(ACTIVITY) Each record that follows must be given again without alteration.

▬▬▬

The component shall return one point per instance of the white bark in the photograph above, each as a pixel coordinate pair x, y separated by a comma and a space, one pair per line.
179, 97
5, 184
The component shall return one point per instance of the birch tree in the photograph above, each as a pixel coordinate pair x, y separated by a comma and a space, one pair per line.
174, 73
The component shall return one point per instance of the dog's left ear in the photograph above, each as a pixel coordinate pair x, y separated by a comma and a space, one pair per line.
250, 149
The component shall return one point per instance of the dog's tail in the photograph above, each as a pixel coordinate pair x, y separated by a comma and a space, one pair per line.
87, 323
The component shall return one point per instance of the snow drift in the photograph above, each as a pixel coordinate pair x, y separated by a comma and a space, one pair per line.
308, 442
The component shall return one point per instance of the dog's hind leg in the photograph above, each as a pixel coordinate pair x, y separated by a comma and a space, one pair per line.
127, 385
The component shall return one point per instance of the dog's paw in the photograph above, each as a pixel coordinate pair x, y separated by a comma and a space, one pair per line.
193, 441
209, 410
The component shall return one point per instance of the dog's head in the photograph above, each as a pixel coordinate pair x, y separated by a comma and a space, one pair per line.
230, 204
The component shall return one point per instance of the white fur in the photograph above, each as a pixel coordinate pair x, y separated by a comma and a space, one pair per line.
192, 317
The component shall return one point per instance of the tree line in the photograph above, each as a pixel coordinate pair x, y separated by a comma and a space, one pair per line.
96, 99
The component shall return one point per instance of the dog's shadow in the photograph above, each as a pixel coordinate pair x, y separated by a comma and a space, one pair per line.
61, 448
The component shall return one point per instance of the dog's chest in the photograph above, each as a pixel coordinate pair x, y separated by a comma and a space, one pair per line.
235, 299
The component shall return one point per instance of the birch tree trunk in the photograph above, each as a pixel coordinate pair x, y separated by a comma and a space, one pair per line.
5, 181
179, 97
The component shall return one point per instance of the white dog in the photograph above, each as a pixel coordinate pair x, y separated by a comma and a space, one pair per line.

▬▬▬

(ANSWER SPACE)
The component shall return one point per instance of the white bark in the photograph above, each as a pixel coordinate pair x, y separated by a comma and a space, one pair per line.
179, 97
5, 184
The component shall return one point per instance of the birch tree in the photograph above, each as a pixel coordinate pair x, y separated by a comma and a space, one pair per line.
174, 73
The component shall return one point per instance of the dog's left ear in the photograph above, each as a pixel coordinate pair x, y separated by a comma and a space, one pair per line.
250, 149
The component shall return one point per instance of the dog's tail in the photograph above, each as a pixel coordinate pair x, y separated by a comma and a space, one pair per line.
87, 323
The component shall return one point per instance of the snow drift in the photograph above, each as a pixel coordinate pair x, y separated by a comma and a space, one pair per line.
308, 442
The component shall return one point per instance of the dog's hind leg in the photograph above, each as a pixel coordinate pair x, y separated by a comma and a space, one pair per line.
127, 385
The component shall return one point per instance of the dog's paw in the photograph above, each as a pixel coordinate pair x, y separated by a comma and a space, one pair per line.
193, 441
209, 410
The component shall return one point per instance of the dog's head in the photograph above, each as a pixel coordinate pair x, y separated by a comma and a space, one pair per line.
230, 204
The component shall return one point per instance of the white fur in the photograph above, each as a pixel coordinate pair x, y separated by a comma and a space, one pair per line.
192, 317
The component shall return one point per instance of the tree line in the photograph above, each as a pixel coordinate pair x, y separated by a comma and a space, one pair per line.
96, 99
The component shall return one point per instance of the dog's shadow in the photograph above, each as a pixel coordinate pair x, y separated by a comma and a space, one pair per line.
61, 448
The component shall return one point per instance of the dog's chest in the photograph above, each as a pixel coordinate pair x, y separated by a comma and a space, one pair per line.
235, 299
The component shall return one point per instance of the birch tree trunk in the photograph above, each as a pixel coordinate pair x, y separated by a comma and a space, one pair per line.
5, 181
179, 97
The component shall return one point per instance of the white dog in the photograph above, each as a pixel coordinate pair x, y separated by a comma and a space, one pair per line.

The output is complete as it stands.